■ **Request**
Copy every one of the following rows character for character, with no changes.

Task data below:

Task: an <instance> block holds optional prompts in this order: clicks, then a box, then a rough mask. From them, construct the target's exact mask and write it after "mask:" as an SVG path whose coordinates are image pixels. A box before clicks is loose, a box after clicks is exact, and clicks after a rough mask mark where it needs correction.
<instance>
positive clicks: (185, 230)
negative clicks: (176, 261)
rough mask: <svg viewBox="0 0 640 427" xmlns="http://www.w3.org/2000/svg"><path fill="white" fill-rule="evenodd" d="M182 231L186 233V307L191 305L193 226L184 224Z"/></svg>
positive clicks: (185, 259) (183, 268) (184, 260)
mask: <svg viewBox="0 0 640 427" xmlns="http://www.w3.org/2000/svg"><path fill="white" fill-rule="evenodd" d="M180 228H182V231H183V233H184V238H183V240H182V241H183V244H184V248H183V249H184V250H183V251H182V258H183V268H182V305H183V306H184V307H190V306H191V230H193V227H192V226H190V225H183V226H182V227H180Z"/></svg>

End of Task data.

■ **Result for this exercise**
Task: an <instance> block holds optional prompts in this order: clicks, then a box, then a rough mask. From them, construct the target's exact mask and write it after "mask:" as an SVG path whose coordinates are image pixels. A box before clicks is loose, a box after clicks is exact, and clicks after a rough mask mark where it needs correction.
<instance>
positive clicks: (185, 230)
negative clicks: (176, 261)
rough mask: <svg viewBox="0 0 640 427" xmlns="http://www.w3.org/2000/svg"><path fill="white" fill-rule="evenodd" d="M182 231L186 233V307L191 305L193 226L184 224Z"/></svg>
positive clicks: (185, 259) (183, 268) (184, 260)
mask: <svg viewBox="0 0 640 427" xmlns="http://www.w3.org/2000/svg"><path fill="white" fill-rule="evenodd" d="M180 228H182V231H183V233H184V238H183V240H182V241H183V244H184V248H183V249H184V250H183V251H182V258H183V268H182V305H183V306H184V307H190V306H191V230H193V227H192V226H190V225H183V226H182V227H180Z"/></svg>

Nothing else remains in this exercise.